§ **TASK OBJECTIVE**
Give back exactly the lines running from the line with "Exercise. Locate the grass" to the end of the entries, and only those lines.

§ **EXCERPTED RECORDS**
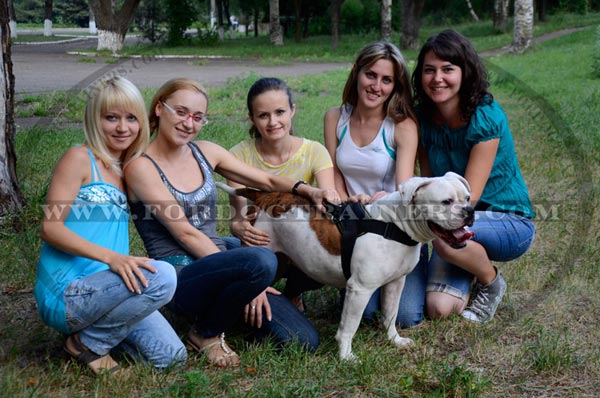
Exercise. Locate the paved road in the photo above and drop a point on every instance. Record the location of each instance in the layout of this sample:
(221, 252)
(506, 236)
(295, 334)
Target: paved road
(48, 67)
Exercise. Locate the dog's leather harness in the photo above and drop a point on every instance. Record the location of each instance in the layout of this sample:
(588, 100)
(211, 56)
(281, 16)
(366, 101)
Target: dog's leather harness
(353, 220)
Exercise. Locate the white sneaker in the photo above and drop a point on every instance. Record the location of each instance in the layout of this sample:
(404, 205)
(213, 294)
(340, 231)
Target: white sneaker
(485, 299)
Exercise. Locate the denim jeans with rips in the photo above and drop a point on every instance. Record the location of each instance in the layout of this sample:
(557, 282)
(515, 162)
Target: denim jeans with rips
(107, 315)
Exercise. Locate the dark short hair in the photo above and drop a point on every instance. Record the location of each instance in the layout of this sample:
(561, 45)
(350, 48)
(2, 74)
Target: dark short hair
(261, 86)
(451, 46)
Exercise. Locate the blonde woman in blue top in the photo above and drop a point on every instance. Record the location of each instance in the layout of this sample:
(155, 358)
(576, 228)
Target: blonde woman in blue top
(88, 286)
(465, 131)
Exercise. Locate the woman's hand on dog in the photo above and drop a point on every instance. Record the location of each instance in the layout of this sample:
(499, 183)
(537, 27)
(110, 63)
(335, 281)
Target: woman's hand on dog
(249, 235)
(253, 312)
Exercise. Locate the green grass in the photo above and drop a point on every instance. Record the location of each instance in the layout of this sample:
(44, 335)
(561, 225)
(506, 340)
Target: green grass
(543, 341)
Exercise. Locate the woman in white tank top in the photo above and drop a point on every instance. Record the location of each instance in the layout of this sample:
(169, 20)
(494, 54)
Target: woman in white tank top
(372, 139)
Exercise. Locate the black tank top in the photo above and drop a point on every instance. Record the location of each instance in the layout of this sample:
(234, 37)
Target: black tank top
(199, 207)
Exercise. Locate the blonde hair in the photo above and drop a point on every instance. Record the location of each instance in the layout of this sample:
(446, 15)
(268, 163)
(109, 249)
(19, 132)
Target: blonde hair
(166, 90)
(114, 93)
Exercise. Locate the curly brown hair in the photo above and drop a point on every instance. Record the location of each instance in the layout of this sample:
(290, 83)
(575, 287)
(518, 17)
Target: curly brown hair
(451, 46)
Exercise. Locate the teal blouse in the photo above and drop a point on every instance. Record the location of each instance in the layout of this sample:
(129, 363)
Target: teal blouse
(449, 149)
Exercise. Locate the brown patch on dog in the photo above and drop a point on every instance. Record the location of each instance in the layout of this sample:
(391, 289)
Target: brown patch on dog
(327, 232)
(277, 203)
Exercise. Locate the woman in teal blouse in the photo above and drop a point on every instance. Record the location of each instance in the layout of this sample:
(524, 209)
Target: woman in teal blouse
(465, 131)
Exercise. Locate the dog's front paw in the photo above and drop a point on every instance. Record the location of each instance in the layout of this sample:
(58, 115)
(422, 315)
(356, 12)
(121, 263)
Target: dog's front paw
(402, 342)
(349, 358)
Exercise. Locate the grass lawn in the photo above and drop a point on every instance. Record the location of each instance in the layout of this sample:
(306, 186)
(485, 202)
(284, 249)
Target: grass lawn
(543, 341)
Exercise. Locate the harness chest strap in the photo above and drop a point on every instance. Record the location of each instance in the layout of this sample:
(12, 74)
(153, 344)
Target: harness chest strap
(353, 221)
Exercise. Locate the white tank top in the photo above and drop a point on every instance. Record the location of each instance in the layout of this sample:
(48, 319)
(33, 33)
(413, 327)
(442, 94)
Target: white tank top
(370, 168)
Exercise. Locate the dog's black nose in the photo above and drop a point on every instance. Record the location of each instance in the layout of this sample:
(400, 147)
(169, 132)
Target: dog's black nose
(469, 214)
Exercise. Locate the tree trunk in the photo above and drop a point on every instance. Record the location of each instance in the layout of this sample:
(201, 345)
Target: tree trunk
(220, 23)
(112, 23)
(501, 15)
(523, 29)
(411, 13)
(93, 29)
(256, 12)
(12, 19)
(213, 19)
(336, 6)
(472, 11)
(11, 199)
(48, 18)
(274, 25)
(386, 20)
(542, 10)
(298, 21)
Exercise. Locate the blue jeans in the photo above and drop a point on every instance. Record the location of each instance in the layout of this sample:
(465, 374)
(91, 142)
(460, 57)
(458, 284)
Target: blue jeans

§ **EXERCISE ANSWER**
Exercise. Locate the grass lawn in the photo above and drop a point on every instance. Record the location of each instance in the layout of this sample:
(306, 186)
(485, 202)
(284, 249)
Target: grass lawn
(543, 341)
Exercise. Locate the harness chest strap in the photo above and drop a point on every instance. Record the location of each instance in the layout of this sample:
(12, 74)
(153, 344)
Target: harness chest strap
(353, 221)
Exercise. Locate the white tank top in the photo above and drop a point on every instance. Record the location of each instance in the layout of this sample:
(48, 319)
(33, 33)
(413, 327)
(442, 94)
Target: white tank top
(370, 168)
Exercise. Locate the dog's black nose in the photo above and drop a point on every instance. Record the location of each instance in the layout of this sample:
(400, 147)
(169, 132)
Target: dog's black nose
(469, 214)
Exercise. Locate the tree trunk in the photo above and drop a point on every instance. Record the location of each instance in the layout of this sample:
(201, 345)
Target: tree trunk
(220, 23)
(112, 23)
(501, 15)
(523, 29)
(411, 13)
(93, 29)
(256, 12)
(12, 19)
(213, 19)
(336, 6)
(472, 11)
(11, 199)
(48, 18)
(274, 25)
(386, 20)
(542, 10)
(298, 21)
Exercise. Locate the blue jeans in the photo above and drop a point on every instance. Record the location of each instance in the layout of this sample:
(465, 374)
(91, 142)
(460, 57)
(458, 284)
Target: blue jeans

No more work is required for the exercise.